- [Supplied information]
▬▬▬▬▬▬
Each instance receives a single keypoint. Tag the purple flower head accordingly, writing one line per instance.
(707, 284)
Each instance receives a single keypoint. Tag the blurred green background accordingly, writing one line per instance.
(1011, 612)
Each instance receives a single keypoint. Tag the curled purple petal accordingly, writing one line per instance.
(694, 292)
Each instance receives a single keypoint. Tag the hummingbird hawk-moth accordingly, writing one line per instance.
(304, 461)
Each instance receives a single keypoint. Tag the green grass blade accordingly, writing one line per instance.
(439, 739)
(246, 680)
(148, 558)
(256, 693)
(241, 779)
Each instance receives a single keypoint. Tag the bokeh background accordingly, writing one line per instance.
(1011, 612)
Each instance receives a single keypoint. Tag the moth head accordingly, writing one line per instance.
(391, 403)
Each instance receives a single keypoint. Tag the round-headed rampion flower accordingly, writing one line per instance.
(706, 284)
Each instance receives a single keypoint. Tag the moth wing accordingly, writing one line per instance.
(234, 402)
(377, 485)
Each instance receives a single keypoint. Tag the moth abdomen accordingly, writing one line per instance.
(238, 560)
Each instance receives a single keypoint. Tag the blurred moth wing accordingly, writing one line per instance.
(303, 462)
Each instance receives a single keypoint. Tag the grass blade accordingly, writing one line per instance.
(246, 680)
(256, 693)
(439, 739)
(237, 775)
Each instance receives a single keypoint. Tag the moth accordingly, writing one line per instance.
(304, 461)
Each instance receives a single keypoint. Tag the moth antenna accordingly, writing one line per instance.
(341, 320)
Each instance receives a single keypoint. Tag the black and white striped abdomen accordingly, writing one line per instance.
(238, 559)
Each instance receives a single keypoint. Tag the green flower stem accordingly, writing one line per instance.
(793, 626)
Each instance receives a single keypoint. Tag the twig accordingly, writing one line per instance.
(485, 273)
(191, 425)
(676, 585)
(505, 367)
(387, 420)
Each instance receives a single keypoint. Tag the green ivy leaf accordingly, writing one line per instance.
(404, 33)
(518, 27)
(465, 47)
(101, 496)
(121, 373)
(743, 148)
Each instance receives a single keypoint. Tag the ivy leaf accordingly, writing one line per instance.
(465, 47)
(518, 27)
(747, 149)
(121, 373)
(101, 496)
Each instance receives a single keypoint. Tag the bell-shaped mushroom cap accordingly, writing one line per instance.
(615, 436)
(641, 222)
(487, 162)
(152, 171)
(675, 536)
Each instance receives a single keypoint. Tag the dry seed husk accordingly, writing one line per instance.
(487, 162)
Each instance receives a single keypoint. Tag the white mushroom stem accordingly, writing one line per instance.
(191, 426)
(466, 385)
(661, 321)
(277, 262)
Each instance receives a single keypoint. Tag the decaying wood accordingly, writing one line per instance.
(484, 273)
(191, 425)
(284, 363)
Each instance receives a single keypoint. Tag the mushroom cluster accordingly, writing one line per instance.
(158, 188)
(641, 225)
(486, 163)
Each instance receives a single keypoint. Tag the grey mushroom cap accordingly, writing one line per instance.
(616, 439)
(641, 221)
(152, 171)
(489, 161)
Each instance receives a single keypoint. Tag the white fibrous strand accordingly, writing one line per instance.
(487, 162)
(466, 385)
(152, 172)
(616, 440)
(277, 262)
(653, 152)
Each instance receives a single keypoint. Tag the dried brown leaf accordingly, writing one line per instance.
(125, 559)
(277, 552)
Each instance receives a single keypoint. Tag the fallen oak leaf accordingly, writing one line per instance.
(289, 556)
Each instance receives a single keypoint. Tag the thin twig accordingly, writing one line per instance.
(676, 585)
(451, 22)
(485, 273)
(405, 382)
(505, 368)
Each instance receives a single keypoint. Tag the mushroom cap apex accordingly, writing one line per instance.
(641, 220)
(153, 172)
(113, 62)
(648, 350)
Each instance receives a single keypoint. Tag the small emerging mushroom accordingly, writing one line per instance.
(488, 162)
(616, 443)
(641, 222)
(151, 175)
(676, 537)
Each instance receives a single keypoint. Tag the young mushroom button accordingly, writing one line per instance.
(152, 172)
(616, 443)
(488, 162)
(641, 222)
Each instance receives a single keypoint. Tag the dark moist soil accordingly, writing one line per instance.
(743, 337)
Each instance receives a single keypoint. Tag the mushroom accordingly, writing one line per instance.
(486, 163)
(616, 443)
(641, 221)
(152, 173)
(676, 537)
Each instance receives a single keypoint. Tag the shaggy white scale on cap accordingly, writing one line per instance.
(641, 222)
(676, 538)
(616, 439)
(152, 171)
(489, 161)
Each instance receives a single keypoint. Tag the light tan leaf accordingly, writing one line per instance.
▬▬▬▬▬▬
- [Work request] So that nothing is lost, please reproduce each entry exactly as written.

- [Exercise response]
Each instance receives a single keypoint. Tag the purple flower head accordingly, writing one line per instance.
(707, 284)
Each instance receives a single keypoint. Tag the blurred green background accordingly, writing one line per instance.
(1011, 612)
Each instance receives a single keypoint. Tag the curled purple petal accordingly, writing one line per instance.
(694, 292)
Each instance receives a single keypoint. Tag the hummingbird hawk-moth accordingly, writing one line per instance.
(304, 461)
Each instance receives a single keypoint. Tag the green grass blade accordingly, writing one line per instance.
(439, 739)
(246, 680)
(148, 558)
(256, 693)
(241, 779)
Each instance receives a single keypoint. Tag the bokeh background accordingly, writing one line per instance.
(1011, 612)
Each instance receives a single keypoint. Tag the moth head accordingly, writing one line per instance.
(391, 403)
Each instance receives a single keypoint. Tag the round-headed rampion flower accordingly, writing one line per instance.
(706, 284)
Each instance receives a single keypoint. Tag the moth wing accordingly, writing one line per instance.
(234, 402)
(377, 485)
Each instance receives a single keypoint. Tag the moth abdomen accordingly, writing one line per instance.
(238, 560)
Each instance receives a single keypoint. Tag the blurred moth wing accordingly, writing one line per instance.
(303, 462)
Each instance receives a single keypoint. Tag the grass blade accordingly, writing one line per instance.
(246, 680)
(256, 693)
(439, 739)
(237, 775)
Each instance receives a single keypoint. Tag the moth accordingly, writing one line per instance.
(304, 461)
Each instance receives a single keypoint. Tag the moth antenna accordingly, writing one line per instance.
(341, 320)
Each instance receives a single keypoint. Tag the black and white striped abdomen accordingly, writing one line per instance.
(238, 559)
Each instance receives a single keypoint. Tag the green flower stem accordingly, writing one line per instance.
(793, 626)
Each instance receives a single keypoint. Tag the twig accordingly, writing one line per instance.
(485, 273)
(191, 425)
(676, 585)
(505, 367)
(387, 420)
Each instance receives a single keypoint. Tag the green ivy leaf accordingly, writing one line per instance.
(404, 33)
(518, 27)
(465, 47)
(101, 496)
(121, 373)
(743, 148)
Each instance receives a single keypoint. Tag the ivy leaf accordingly, writing one line per instance.
(465, 47)
(518, 27)
(747, 149)
(121, 373)
(101, 496)
Each instance receives a single keypoint. Tag the bell-shaped mushroom cap accordingly, writing one line per instance.
(615, 436)
(641, 222)
(487, 162)
(152, 171)
(675, 536)
Each instance receives a single keypoint. Tag the dry seed husk accordingly, writing one line per instance.
(487, 162)
Each instance receives a single keypoint. Tag the white mushroom stem accordingly, writing one line per instance.
(191, 426)
(466, 385)
(661, 321)
(277, 262)
Each instance receives a single keypoint. Tag the decaying wood accordingly, writing one line per instance.
(484, 273)
(191, 425)
(284, 363)
Each instance receives a single keypoint. Tag the mushroom cluster accordingly, writing one line per instance.
(158, 188)
(641, 225)
(486, 163)
Each instance receives a single keypoint. Tag the grey mushroom cap accordingly, writing one line per instance.
(616, 439)
(641, 221)
(152, 171)
(489, 161)
Each instance receives a single keypoint. Tag the white fibrous strand accordingly, writing one line per instance.
(487, 162)
(466, 385)
(152, 172)
(616, 440)
(277, 262)
(653, 152)
Each instance receives a single keypoint. Tag the dried brown leaf accordingly, writing one line per instance.
(125, 559)
(277, 552)
Each instance receives a single keypoint. Tag the fallen oak leaf accordingly, writing one line per instance.
(289, 556)
Each instance receives a single keypoint. Tag the thin twig accordingly, writing one line per instance.
(676, 585)
(451, 22)
(485, 273)
(405, 382)
(505, 368)
Each instance receives a single keypoint. Tag the mushroom cap apex accordingly, writing one line per instance.
(641, 220)
(153, 172)
(113, 62)
(648, 350)
Each instance receives a single keypoint. Tag the small emerging mushroom accordingly, writing one line per instance.
(488, 162)
(616, 443)
(641, 222)
(151, 175)
(676, 537)
Each instance receives a single keypoint. Tag the young mushroom button accordingly, writing one line per instance.
(152, 172)
(616, 443)
(488, 162)
(641, 222)
Each instance receives a single keypoint. Tag the dark moist soil accordingly, writing one line per instance.
(743, 337)
Each instance receives a single keypoint. Tag the mushroom accordingly, writing one line per instance.
(486, 163)
(616, 443)
(641, 221)
(152, 173)
(676, 537)
Each instance receives a single keypoint. Tag the shaggy white scale on cap accordingly, writing one line per instance.
(641, 222)
(676, 538)
(616, 439)
(152, 171)
(489, 161)
Each instance receives a single keypoint. Tag the light tan leaf accordingly, writing one line per instance.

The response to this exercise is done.